--- Begin Source excerpt ---

Performance Testing & Benchmarking#

Test your Order Accuracy pipeline performance on various hardware configurations. This guide covers everything from quick performance checks to comprehensive system capacity testing.

Quick Start (5 minutes)#

Goal: Run a basic performance test to verify your system works correctly

1. Initialize Performance Tools#

make update-submodules

2. Run Quick Benchmark#

cd dine-in
make benchmark
cd take-away
make benchmark

What this does:

  • Tests GPU/CPU performance for order validation

  • Measures end-to-end latency

  • Generates performance metrics

  • Outputs results to results/ directory

Understanding Benchmark Types#

make benchmark

Tests single image validation latency:

  • Image preprocessing time

  • VLM inference time

  • Semantic matching time

  • Total end-to-end latency

make benchmark-density

Finds maximum concurrent requests the system can handle under latency constraints:

  • Target latency threshold (configurable)

--- End Source excerpt ---
--- Begin Entries supplied ---

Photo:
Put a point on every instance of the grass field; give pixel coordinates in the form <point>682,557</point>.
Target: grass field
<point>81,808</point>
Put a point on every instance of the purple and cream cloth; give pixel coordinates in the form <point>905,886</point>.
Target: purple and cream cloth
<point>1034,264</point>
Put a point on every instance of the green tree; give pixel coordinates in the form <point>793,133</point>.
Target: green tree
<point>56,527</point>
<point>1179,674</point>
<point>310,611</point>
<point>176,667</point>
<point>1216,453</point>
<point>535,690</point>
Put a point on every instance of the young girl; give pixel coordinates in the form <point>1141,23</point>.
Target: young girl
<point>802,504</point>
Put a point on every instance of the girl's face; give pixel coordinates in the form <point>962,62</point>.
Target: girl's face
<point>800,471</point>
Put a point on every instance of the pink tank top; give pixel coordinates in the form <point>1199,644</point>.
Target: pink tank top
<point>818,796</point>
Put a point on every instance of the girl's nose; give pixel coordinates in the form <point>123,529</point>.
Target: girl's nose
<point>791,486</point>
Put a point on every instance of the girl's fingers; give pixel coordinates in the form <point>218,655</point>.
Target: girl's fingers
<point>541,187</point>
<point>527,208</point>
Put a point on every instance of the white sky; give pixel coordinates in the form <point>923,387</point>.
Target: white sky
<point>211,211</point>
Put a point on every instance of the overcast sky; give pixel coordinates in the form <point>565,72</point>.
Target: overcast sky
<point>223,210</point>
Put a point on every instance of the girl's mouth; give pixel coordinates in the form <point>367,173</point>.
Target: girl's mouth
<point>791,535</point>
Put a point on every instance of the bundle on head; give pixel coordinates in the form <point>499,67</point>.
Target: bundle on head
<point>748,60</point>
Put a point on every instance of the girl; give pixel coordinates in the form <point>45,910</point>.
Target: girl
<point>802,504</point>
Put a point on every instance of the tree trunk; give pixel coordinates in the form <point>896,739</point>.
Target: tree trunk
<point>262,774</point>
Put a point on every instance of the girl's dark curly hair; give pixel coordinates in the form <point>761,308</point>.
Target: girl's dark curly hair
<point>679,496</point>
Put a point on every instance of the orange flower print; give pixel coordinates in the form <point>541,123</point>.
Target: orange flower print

--- End Entries supplied ---

◆ Your objective
Write the next part of the performance testing guide, picking up right after its last line. These records were taken from a separate source.

◆ Right answer
  • Progressive load increase

  • Identifies performance ceiling

make benchmark

Tests end-to-end latency for single order validation:

  • Video upload time

  • Frame extraction time

  • VLM inference latency

  • Validation time

  • Total processing time

make benchmark-oa BENCHMARK_WORKERS=4 BENCHMARK_DURATION=300

Tests system with fixed number of concurrent workers:

  • Throughput (orders/minute)

  • Latency percentiles (P50, P95, P99)

  • GPU utilization

  • Memory usage

make benchmark-stream-density

Finds maximum sustainable worker count under latency constraints:

  • Maximum concurrent workers

  • Latency at each worker count

  • Point of degradation

  • Resource utilization at capacity

Environment Variables Reference#

Variable

Default

Description

TARGET_LATENCY_MS

15000

Target latency threshold (ms)

LATENCY_METRIC

avg

‘avg’, ‘p95’, or ‘max’

DENSITY_INCREMENT

1

Concurrent images per iteration

INIT_DURATION

60

Warmup time (seconds)

MIN_REQUESTS

3

Min requests before measuring

REQUEST_TIMEOUT

300

Individual request timeout (seconds)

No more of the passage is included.